Great Books for Kids 2016 – Recommended and reviewed by the Hudson Library Youth Services Staff
As Claudette Colvin said, “I knew then and I know now that, when it comes to justice, there is no easy way to get it…you have to take a stand and say, ‘this is not right.’” Claudette is one of thirteen women highlighted in this inspirational book for young girls by Chelsea Clinton. Drawing upon both famous and lesser known women trailblazers, Clinton highlights the challenges they each overcame by way of great persistence. The book’s message is clear: never let anyone silence or stop you for achieving your dreams.
The Wompananny Witches Make One Mean Pizza by Jennie Palmer (NEW jE)
The Wompananny Witches are connoisseurs of the deliciously delightful art of pizza-making. What they’re not so great at? Interacting with people–specifically children for that matter–they go together about as well as “pizza and peanut butter!” Scared out of their wits by children knocking at their door, the witches must bake to get their willies out. But instead of a lovely lunch, the pizza comes alive into one mean pizza! Rolling and tromping through town, the pizza causes chaos until one hungry child takes a taste of its cheese. As the children gang up to chomp down the gooey, hot pizza, the witches learn that sometimes the best combination of all is the one we least expect. With wonderful alliteration and a heart-warming story line that will have your tummy rumbling, Palmer cooks up a fabulous feast of a tale!
A song about myself is a light–hearted poem full of rhythm and rhyme that is sure to put a smile on any reader’s face. The illustrator, Chris Raschka, makes the poem accessible. The reader follows a mischievous young man in a red beret through the rolling verses. Romantic poet, John Keats, was only 26 when he died, but he accomplished quite a lot in that short amount of time. He began and finished a career in medicine and published two books of poetry. He was also great friends with other well-known poets of the time including Percy Shelley and Lord Byron. He wrote A Song about Myself, on a trip to Scotland, which he sent in a letter to his sister. Kids and parents alike will have fun reading this book.

Data section -
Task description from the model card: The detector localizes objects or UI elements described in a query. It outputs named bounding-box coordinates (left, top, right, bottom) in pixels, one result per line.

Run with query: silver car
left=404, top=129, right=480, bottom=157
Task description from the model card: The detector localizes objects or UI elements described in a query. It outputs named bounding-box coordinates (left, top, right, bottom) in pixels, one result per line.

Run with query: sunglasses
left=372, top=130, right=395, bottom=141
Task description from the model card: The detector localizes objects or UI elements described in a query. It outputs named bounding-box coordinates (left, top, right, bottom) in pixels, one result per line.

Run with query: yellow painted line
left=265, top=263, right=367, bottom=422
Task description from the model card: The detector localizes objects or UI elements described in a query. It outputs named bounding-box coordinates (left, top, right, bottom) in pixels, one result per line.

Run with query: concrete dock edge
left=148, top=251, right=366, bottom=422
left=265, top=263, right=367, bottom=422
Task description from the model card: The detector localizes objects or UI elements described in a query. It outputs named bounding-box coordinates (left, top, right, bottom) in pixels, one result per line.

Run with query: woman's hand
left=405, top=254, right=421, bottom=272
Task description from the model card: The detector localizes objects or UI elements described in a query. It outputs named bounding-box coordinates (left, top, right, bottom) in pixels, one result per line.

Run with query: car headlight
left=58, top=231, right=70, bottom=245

Work item A -
For the kids' book list, decide whether each statement agrees with the text. Answer yes or no for each, and quote the words of the text that decide it: (i) The Wompananny Witches are frightened by children knocking at their door. (ii) John Keats died at the age of 30. (iii) Chelsea Clinton's book highlights twelve women.
Work item B -
Reproduce the part of the kids' book list from "Great Books for" up to and including "Palmer (NEW jE)".

Result A -
(i) Yes: "Scared out of their wits by children knocking at their door"
(ii) No: "Romantic poet, John Keats, was only 26 when he died"
(iii) No: "Claudette is one of thirteen women highlighted in this inspirational book for young girls by Chelsea Clinton."

Result B -
Great Books for Kids 2016 – Recommended and reviewed by the Hudson Library Youth Services Staff
As Claudette Colvin said, “I knew then and I know now that, when it comes to justice, there is no easy way to get it…you have to take a stand and say, ‘this is not right.’” Claudette is one of thirteen women highlighted in this inspirational book for young girls by Chelsea Clinton. Drawing upon both famous and lesser known women trailblazers, Clinton highlights the challenges they each overcame by way of great persistence. The book’s message is clear: never let anyone silence or stop you for achieving your dreams.
The Wompananny Witches Make One Mean Pizza by Jennie Palmer (NEW jE)